Data listing
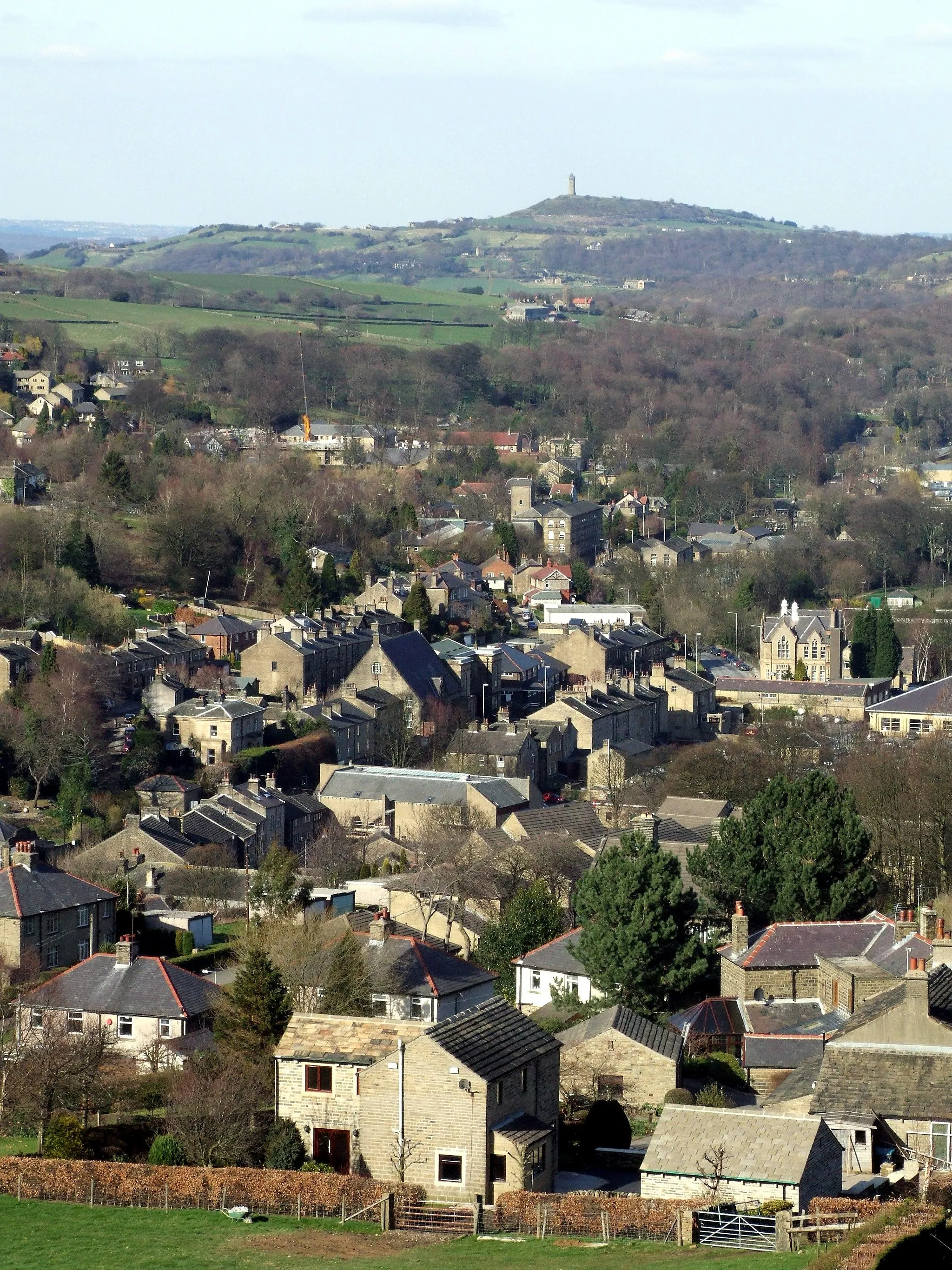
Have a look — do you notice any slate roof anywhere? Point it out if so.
[513,801,608,847]
[321,765,527,808]
[383,631,462,701]
[744,1032,824,1071]
[641,1104,839,1186]
[670,997,747,1036]
[357,933,495,998]
[23,952,222,1018]
[136,772,202,794]
[556,1006,684,1063]
[513,926,588,974]
[764,1049,822,1106]
[189,615,254,635]
[719,914,914,973]
[0,861,115,917]
[491,1111,554,1147]
[428,997,560,1081]
[870,674,952,715]
[810,1041,952,1120]
[274,1013,427,1067]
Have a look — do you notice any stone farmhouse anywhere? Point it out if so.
[556,1006,684,1112]
[276,997,560,1203]
[641,1104,843,1213]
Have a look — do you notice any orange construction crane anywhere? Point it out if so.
[297,332,311,441]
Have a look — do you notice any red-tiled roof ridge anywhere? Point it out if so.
[4,865,23,917]
[155,956,192,1017]
[410,936,439,998]
[511,924,582,965]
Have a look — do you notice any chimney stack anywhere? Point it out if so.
[919,904,938,941]
[370,908,396,945]
[731,899,750,957]
[115,935,139,969]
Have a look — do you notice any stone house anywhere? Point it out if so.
[320,763,533,839]
[274,1013,428,1173]
[163,697,264,766]
[556,1006,684,1112]
[136,772,202,815]
[0,645,40,693]
[361,997,560,1204]
[344,631,469,731]
[189,613,258,658]
[513,927,599,1013]
[641,1104,843,1213]
[538,499,603,564]
[719,904,934,1013]
[807,960,952,1172]
[651,662,717,740]
[635,535,694,569]
[445,719,543,787]
[241,625,370,702]
[760,599,846,683]
[528,683,668,754]
[860,676,952,737]
[552,622,670,685]
[0,850,115,982]
[20,935,222,1071]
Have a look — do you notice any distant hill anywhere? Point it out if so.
[480,194,797,233]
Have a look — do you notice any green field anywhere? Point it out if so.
[0,283,502,356]
[0,1195,804,1270]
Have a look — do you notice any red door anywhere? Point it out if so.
[313,1129,350,1173]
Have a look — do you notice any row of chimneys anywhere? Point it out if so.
[731,899,945,955]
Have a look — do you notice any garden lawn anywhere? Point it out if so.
[0,1195,804,1270]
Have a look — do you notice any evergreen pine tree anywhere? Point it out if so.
[321,552,340,605]
[99,450,132,498]
[872,602,903,679]
[321,931,370,1015]
[282,546,321,613]
[401,582,433,635]
[575,833,708,1017]
[60,525,103,587]
[849,605,876,679]
[474,881,562,1001]
[214,947,292,1057]
[40,640,56,683]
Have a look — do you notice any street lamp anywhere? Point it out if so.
[727,612,740,657]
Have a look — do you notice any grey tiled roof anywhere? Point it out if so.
[23,952,222,1018]
[516,926,588,974]
[357,933,495,998]
[870,674,952,715]
[428,997,560,1081]
[641,1104,839,1186]
[556,1006,684,1063]
[0,862,115,917]
[383,631,462,701]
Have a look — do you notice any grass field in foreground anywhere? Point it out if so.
[0,1195,804,1270]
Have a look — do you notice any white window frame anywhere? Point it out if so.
[433,1150,466,1186]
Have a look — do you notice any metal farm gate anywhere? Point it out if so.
[394,1200,476,1235]
[697,1208,777,1252]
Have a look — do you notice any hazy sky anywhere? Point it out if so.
[0,0,952,233]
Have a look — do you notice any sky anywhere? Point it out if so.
[0,0,952,234]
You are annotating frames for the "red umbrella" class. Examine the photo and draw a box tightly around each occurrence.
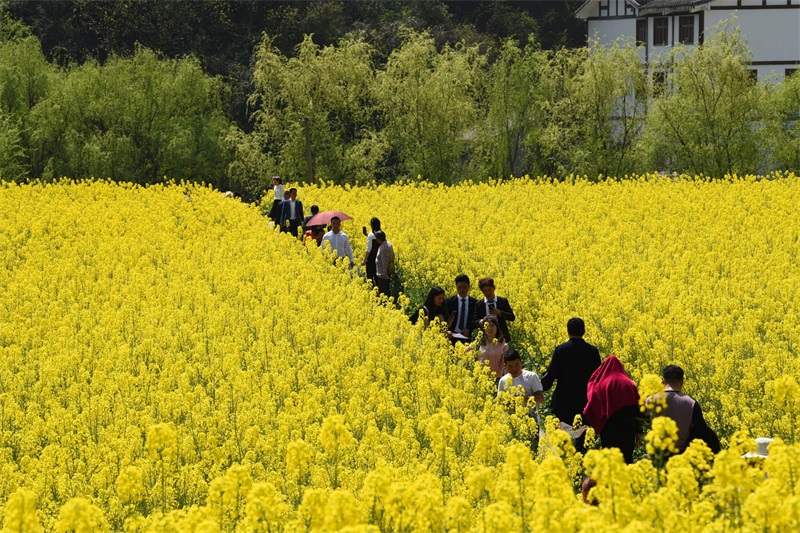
[306,211,353,226]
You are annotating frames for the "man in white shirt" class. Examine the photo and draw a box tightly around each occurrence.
[444,274,476,343]
[375,230,394,298]
[280,187,303,238]
[497,350,544,415]
[322,217,353,268]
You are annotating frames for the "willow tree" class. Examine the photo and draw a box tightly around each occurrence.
[643,26,769,177]
[375,32,485,182]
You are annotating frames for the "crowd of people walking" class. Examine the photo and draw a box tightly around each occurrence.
[270,176,720,463]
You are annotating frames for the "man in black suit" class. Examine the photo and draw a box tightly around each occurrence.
[542,317,600,426]
[444,274,478,344]
[280,187,303,238]
[475,278,517,343]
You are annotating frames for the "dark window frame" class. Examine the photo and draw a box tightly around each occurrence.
[678,15,694,44]
[636,19,647,46]
[653,17,669,46]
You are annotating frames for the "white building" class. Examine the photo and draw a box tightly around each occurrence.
[575,0,800,78]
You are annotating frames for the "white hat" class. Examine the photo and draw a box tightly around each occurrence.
[742,437,775,459]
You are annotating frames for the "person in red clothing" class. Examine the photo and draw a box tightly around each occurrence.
[583,355,642,464]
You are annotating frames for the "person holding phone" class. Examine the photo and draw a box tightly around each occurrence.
[361,217,381,283]
[477,278,517,343]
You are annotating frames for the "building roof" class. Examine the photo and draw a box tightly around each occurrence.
[628,0,713,14]
[575,0,715,18]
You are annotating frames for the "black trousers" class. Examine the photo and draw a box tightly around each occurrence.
[375,276,392,298]
[281,219,303,237]
[600,405,641,464]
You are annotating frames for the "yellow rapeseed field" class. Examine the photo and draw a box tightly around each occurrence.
[0,175,800,533]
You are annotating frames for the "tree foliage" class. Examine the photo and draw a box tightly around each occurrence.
[0,0,800,189]
[646,26,767,176]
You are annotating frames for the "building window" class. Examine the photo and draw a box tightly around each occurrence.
[653,70,667,96]
[653,17,669,46]
[626,19,647,46]
[678,15,694,44]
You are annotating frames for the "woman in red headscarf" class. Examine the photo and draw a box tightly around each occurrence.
[583,355,641,464]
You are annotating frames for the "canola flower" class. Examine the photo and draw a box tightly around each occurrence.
[0,176,800,532]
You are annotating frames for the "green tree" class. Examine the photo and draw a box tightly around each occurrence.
[543,41,648,177]
[376,32,485,182]
[0,3,51,181]
[767,74,800,170]
[643,26,768,177]
[250,36,387,183]
[475,40,552,177]
[31,48,228,188]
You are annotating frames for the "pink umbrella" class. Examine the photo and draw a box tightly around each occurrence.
[306,211,353,226]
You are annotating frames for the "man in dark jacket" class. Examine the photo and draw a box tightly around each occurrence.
[280,187,303,239]
[444,274,478,343]
[474,278,517,344]
[648,365,720,453]
[542,317,600,426]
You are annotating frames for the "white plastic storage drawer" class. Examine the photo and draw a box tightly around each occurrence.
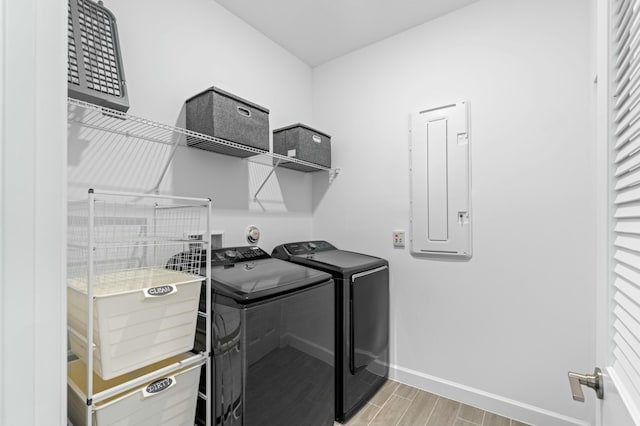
[67,268,203,380]
[67,354,204,426]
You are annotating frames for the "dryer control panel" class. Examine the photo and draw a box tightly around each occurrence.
[271,240,337,259]
[211,246,271,266]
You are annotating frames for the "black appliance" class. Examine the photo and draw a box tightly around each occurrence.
[191,247,335,426]
[271,241,389,422]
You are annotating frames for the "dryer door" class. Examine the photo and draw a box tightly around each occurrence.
[349,266,389,374]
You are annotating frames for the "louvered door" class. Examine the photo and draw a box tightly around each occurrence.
[597,0,640,426]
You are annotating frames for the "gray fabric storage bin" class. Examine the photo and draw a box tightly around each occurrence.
[186,87,269,157]
[273,123,331,172]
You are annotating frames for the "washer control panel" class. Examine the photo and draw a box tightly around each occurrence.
[211,246,271,266]
[276,241,336,256]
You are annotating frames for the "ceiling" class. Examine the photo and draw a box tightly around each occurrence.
[216,0,478,67]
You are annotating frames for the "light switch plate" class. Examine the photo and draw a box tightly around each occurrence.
[393,230,405,247]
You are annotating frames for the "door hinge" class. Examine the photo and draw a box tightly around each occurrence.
[569,367,604,402]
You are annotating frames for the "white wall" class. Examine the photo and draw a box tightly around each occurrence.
[69,0,318,250]
[0,0,67,426]
[313,0,596,425]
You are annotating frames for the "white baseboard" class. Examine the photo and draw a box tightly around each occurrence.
[389,365,591,426]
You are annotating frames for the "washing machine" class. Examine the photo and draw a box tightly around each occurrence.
[190,246,335,426]
[271,241,389,422]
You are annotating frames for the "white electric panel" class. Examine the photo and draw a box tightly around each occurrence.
[410,102,471,258]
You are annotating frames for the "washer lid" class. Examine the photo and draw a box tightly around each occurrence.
[291,250,388,274]
[211,259,331,303]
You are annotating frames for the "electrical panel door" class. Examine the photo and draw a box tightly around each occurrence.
[410,102,471,258]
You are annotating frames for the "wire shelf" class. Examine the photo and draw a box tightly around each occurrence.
[67,98,338,175]
[67,190,212,426]
[67,195,206,294]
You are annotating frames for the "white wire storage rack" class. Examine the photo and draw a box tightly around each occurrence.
[67,98,340,199]
[67,190,212,426]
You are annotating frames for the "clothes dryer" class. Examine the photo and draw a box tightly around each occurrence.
[271,241,389,422]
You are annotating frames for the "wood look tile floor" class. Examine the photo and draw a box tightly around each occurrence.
[334,380,529,426]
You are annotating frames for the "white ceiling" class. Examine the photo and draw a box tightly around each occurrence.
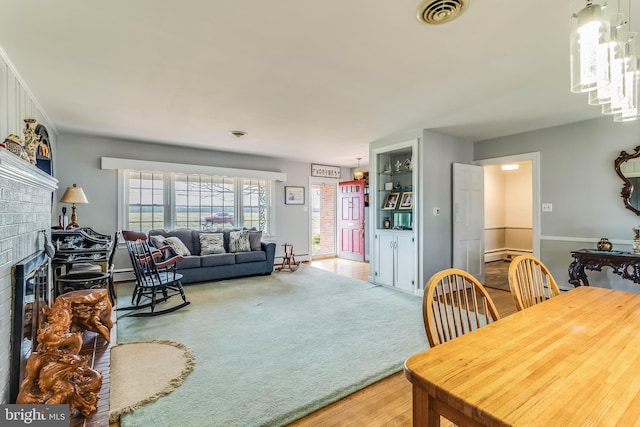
[0,0,612,166]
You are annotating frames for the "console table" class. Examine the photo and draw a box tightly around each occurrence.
[569,249,640,287]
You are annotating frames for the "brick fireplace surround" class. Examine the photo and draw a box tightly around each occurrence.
[0,149,58,403]
[0,149,116,427]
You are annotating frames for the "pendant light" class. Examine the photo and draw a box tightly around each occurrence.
[353,157,364,180]
[571,0,611,93]
[570,0,640,122]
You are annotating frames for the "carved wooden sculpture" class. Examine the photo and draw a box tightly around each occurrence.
[56,289,113,341]
[16,290,113,416]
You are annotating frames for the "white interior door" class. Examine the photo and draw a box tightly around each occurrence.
[453,163,484,283]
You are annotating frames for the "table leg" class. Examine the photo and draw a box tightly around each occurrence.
[413,384,440,427]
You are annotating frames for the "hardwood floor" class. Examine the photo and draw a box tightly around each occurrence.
[289,258,516,427]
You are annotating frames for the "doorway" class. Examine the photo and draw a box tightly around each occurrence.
[475,153,540,291]
[310,182,336,259]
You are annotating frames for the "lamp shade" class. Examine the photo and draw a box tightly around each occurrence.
[60,184,89,204]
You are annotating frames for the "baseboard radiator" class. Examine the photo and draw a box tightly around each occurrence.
[484,248,533,262]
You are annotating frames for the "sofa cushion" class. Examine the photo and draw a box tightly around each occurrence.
[149,234,166,248]
[229,230,251,253]
[234,251,267,264]
[176,255,202,269]
[200,253,236,267]
[164,237,191,256]
[249,230,262,251]
[149,228,200,254]
[200,233,226,255]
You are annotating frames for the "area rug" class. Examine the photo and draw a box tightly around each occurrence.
[117,265,428,427]
[109,340,195,423]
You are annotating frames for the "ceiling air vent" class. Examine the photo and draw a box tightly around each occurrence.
[418,0,470,24]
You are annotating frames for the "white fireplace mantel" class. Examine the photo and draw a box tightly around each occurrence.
[0,149,58,191]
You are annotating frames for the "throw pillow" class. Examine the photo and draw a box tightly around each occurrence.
[229,230,251,252]
[149,235,166,248]
[249,231,262,251]
[164,237,191,256]
[200,233,226,255]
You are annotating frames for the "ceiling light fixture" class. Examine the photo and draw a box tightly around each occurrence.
[570,0,640,122]
[500,163,520,171]
[353,157,364,180]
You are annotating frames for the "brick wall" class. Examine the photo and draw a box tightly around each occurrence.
[0,149,57,403]
[318,185,336,255]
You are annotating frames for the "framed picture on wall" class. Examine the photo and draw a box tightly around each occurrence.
[382,192,400,209]
[284,186,304,205]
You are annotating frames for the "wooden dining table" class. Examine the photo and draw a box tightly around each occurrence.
[405,286,640,427]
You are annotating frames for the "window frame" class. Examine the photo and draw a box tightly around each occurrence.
[108,157,287,238]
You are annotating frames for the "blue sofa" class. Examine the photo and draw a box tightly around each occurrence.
[148,228,276,284]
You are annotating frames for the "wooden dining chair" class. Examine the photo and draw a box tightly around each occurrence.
[509,255,560,311]
[422,268,500,347]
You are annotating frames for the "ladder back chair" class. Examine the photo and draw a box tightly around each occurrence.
[422,268,500,347]
[509,255,560,311]
[121,230,190,317]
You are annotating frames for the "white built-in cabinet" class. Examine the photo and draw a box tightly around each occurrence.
[375,230,416,292]
[369,140,419,293]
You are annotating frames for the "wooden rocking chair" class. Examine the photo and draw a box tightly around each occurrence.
[118,230,190,317]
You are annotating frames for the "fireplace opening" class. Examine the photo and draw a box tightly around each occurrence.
[9,251,53,403]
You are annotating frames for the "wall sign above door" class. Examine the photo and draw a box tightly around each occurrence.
[311,163,340,179]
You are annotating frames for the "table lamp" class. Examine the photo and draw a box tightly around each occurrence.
[60,184,89,230]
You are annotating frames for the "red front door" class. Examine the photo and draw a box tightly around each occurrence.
[338,181,364,261]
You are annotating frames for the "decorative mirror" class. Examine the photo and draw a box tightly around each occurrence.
[614,146,640,215]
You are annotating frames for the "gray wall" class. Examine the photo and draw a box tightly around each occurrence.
[474,117,640,291]
[54,134,350,262]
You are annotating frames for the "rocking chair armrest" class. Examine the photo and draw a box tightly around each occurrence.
[156,255,184,268]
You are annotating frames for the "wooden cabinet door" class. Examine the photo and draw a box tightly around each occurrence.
[394,232,416,292]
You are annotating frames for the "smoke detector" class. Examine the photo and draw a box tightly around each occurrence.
[418,0,470,24]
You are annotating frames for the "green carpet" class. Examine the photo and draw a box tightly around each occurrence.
[117,265,428,427]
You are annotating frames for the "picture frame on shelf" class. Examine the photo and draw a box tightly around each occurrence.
[284,186,304,205]
[399,191,413,209]
[382,192,400,210]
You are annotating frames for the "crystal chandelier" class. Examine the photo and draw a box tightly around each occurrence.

**TASK OBJECTIVE:** Format the lines from the start of the items through the line containing "[274,1013,427,1067]" as a Markdown table with the columns No. and Line, numbering each row and skipping blank lines. Leave out the pictures.

**SOLUTION FOR THIS EXERCISE:**
| No. | Line |
|---|---|
| 1 | Have a look — do you notice any slate roof anywhere? Point it out if so. |
| 2 | [513,801,608,847] |
| 3 | [321,765,527,808] |
| 4 | [383,631,462,701] |
| 5 | [744,1032,824,1071] |
| 6 | [641,1104,839,1186] |
| 7 | [670,997,747,1036] |
| 8 | [357,933,495,998] |
| 9 | [23,952,222,1018] |
| 10 | [136,772,202,794] |
| 11 | [556,1006,684,1063] |
| 12 | [513,926,588,974] |
| 13 | [764,1049,822,1106] |
| 14 | [189,615,254,635] |
| 15 | [719,914,914,973] |
| 16 | [0,861,115,917] |
| 17 | [491,1111,554,1147] |
| 18 | [428,997,560,1081] |
| 19 | [870,674,952,715] |
| 20 | [810,1041,952,1120] |
| 21 | [274,1013,427,1067] |